Lay out every line of the listing below as a Markdown table with the columns Number and Entry, giving each line its own numbered row and leaving out blank lines.

○ ○ ○ ○ ○ ○ ○

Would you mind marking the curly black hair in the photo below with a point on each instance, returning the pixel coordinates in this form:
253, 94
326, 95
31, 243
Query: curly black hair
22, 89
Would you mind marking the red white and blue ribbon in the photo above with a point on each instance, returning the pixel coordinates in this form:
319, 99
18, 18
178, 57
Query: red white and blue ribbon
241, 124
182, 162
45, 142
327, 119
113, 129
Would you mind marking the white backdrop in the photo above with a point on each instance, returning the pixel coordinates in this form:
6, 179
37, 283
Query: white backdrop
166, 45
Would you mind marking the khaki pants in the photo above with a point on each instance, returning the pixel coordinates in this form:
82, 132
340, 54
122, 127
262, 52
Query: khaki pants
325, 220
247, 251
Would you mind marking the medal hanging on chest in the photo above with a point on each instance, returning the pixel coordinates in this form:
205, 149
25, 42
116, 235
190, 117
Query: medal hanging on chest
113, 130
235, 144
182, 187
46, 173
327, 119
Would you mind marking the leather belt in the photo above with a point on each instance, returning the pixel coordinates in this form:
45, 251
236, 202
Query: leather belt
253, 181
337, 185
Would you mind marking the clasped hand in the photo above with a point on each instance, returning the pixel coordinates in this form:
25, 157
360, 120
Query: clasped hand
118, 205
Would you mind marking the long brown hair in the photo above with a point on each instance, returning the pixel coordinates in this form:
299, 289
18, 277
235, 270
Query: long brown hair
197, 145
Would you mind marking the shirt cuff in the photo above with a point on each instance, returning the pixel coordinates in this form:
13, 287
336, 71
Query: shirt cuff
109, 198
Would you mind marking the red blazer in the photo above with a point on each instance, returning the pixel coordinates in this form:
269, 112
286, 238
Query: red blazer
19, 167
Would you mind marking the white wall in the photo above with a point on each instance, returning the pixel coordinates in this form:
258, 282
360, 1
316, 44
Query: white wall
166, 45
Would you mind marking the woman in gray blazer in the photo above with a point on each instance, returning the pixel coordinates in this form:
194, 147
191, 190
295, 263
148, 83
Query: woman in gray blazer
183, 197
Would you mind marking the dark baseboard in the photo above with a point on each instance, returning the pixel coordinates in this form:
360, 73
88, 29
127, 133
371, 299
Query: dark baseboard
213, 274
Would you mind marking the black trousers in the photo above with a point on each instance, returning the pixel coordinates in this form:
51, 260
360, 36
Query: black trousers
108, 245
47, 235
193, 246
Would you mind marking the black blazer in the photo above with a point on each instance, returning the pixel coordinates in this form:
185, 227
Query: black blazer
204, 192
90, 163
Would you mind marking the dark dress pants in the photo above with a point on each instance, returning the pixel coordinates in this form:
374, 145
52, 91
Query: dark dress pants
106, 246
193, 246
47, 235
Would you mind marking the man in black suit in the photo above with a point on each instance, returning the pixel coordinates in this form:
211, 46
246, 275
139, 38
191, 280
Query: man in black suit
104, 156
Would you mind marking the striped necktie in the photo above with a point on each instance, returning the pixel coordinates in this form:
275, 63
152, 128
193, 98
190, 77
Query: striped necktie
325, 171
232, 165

○ ○ ○ ○ ○ ○ ○

Task answer ->
| Number | Entry |
|---|---|
| 1 | Would you mind marking the curly black hair in the photo below with a point on each instance, returning the pixel coordinates in this form: |
| 2 | 253, 94 |
| 3 | 326, 95 |
| 4 | 31, 243 |
| 5 | Query: curly black hair |
| 6 | 22, 89 |
| 7 | Would you mind marking the red white and blue ribbon in the photo above with a point on each instance, returning the pixel coordinates in this form: |
| 8 | 319, 99 |
| 9 | 18, 18 |
| 10 | 178, 57 |
| 11 | Query: red white and blue ribbon |
| 12 | 241, 124 |
| 13 | 182, 162 |
| 14 | 45, 142 |
| 15 | 327, 119 |
| 16 | 113, 129 |
| 17 | Would you mind marking the white backdrop in the photo above with a point on each instance, returning the pixel coordinates in this form: |
| 18 | 6, 179 |
| 19 | 37, 283 |
| 20 | Query: white backdrop |
| 21 | 166, 45 |
| 22 | Would you mind marking the khaki pants in the photo above with a point on each instance, returning the pixel coordinates in this form: |
| 23 | 82, 132 |
| 24 | 340, 54 |
| 25 | 122, 127 |
| 26 | 262, 52 |
| 27 | Query: khaki pants |
| 28 | 325, 220 |
| 29 | 247, 251 |
| 30 | Would you mind marking the medal hanging on chest in the photo above with a point on each instance, returning the pixel coordinates in this form: |
| 31 | 205, 149 |
| 32 | 25, 42 |
| 33 | 116, 235 |
| 34 | 190, 117 |
| 35 | Query: medal hanging on chest |
| 36 | 113, 130 |
| 37 | 235, 144 |
| 38 | 182, 187 |
| 39 | 46, 173 |
| 40 | 327, 119 |
| 41 | Would you mind marking the leather belt in the photo above with a point on each instance, returning the pixel coordinates in this form: |
| 42 | 45, 251 |
| 43 | 236, 202 |
| 44 | Query: leather belt |
| 45 | 253, 181 |
| 46 | 337, 185 |
| 47 | Would you mind marking the clasped hand in the photo above with a point on each instance, returning the pixel coordinates in this form: |
| 48 | 25, 157 |
| 49 | 360, 120 |
| 50 | Query: clasped hand |
| 51 | 118, 205 |
| 52 | Would you mind marking the long brown hair in the photo above with a point on each instance, returning the pixel coordinates in this form: |
| 53 | 299, 289 |
| 54 | 18, 277 |
| 55 | 235, 270 |
| 56 | Query: long brown hair |
| 57 | 197, 145 |
| 58 | Would you mind marking the shirt cuff in the photo above with a point on each instance, returning the pixel coordinates in this form: |
| 59 | 13, 287 |
| 60 | 336, 71 |
| 61 | Query: shirt cuff |
| 62 | 109, 198 |
| 63 | Would you mind marking the red blazer in the photo above with a point on each instance, returning the pixel coordinates in this form: |
| 64 | 269, 112 |
| 65 | 286, 238 |
| 66 | Query: red blazer |
| 67 | 19, 167 |
| 68 | Would you mind marking the white wall in the photo above with a point on each instance, returning the pixel coordinates in this form: |
| 69 | 258, 282 |
| 70 | 360, 1 |
| 71 | 316, 44 |
| 72 | Query: white wall |
| 73 | 166, 45 |
| 74 | Would you mind marking the woman in gray blazer in the photo above with a point on each instance, returning the pixel coordinates in this form: |
| 75 | 194, 147 |
| 76 | 191, 190 |
| 77 | 295, 263 |
| 78 | 148, 83 |
| 79 | Query: woman in gray blazer |
| 80 | 183, 197 |
| 81 | Would you mind marking the dark baseboard in the photo above with a point on each instance, returning the pixel coordinates in this form: |
| 82 | 360, 73 |
| 83 | 88, 29 |
| 84 | 127, 133 |
| 85 | 371, 299 |
| 86 | Query: dark baseboard |
| 87 | 213, 274 |
| 88 | Would you mind marking the black trousers in the photo above with a point on each instance, returning the pixel coordinates in this form: |
| 89 | 51, 260 |
| 90 | 360, 36 |
| 91 | Query: black trousers |
| 92 | 108, 245 |
| 93 | 47, 235 |
| 94 | 193, 246 |
| 95 | Would you mind marking the black blazer in the photo above with a point on each instance, returning the pixel coordinates in this form: |
| 96 | 185, 227 |
| 97 | Query: black blazer |
| 98 | 204, 192 |
| 99 | 90, 163 |
| 100 | Would you mind marking the dark dress pants in the photo above with a point on each instance, returning the pixel coordinates in this form: |
| 101 | 374, 145 |
| 102 | 52, 91 |
| 103 | Query: dark dress pants |
| 104 | 106, 246 |
| 105 | 193, 246 |
| 106 | 47, 235 |
| 107 | Would you mind marking the man in black suit in the photo above with a point on each instance, returning the pixel coordinates in this form: |
| 108 | 211, 46 |
| 109 | 246, 275 |
| 110 | 139, 38 |
| 111 | 191, 280 |
| 112 | Query: man in black suit |
| 113 | 104, 156 |
| 114 | Would you mind marking the striped necktie in the photo above with a point on each instance, returning the pixel coordinates in this form: |
| 115 | 275, 63 |
| 116 | 152, 128 |
| 117 | 193, 98 |
| 118 | 190, 77 |
| 119 | Query: striped necktie |
| 120 | 325, 171 |
| 121 | 232, 165 |